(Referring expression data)

================================

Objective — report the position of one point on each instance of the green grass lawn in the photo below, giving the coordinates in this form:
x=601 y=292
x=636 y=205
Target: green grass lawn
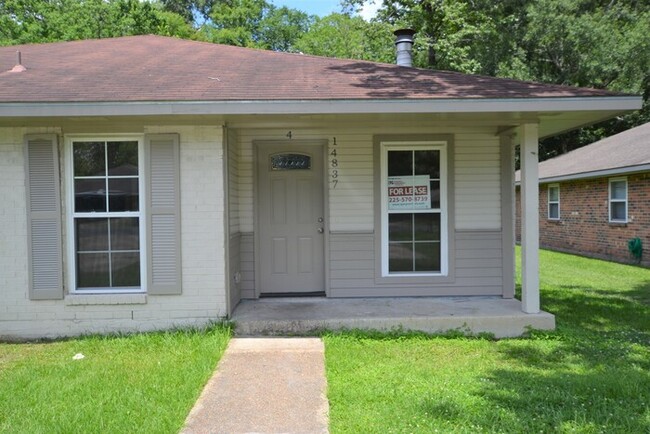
x=591 y=375
x=142 y=383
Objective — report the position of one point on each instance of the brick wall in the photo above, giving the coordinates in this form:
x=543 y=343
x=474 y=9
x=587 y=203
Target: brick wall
x=584 y=226
x=204 y=293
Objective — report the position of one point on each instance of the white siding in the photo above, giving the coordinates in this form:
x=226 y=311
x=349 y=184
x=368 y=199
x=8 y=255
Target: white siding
x=203 y=298
x=477 y=182
x=351 y=203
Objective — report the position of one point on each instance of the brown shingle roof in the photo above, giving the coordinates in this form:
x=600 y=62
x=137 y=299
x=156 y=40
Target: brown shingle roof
x=624 y=152
x=156 y=68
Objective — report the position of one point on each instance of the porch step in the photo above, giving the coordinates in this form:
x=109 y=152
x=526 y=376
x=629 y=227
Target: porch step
x=305 y=316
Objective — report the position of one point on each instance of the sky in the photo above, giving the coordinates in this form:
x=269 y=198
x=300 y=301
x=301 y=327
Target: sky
x=324 y=7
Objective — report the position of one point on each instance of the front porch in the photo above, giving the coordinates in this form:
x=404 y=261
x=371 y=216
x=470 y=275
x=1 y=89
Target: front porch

================================

About this task:
From the line containing "Target: sky" down to the last line of the data, transcribe every line exactly; nothing else should appear.

Output of the exercise:
Target: sky
x=324 y=7
Objective — report the position of one point on each instance of the front porch in the photo above, giving the coordinates in this form:
x=404 y=261
x=371 y=216
x=470 y=275
x=1 y=89
Target: front porch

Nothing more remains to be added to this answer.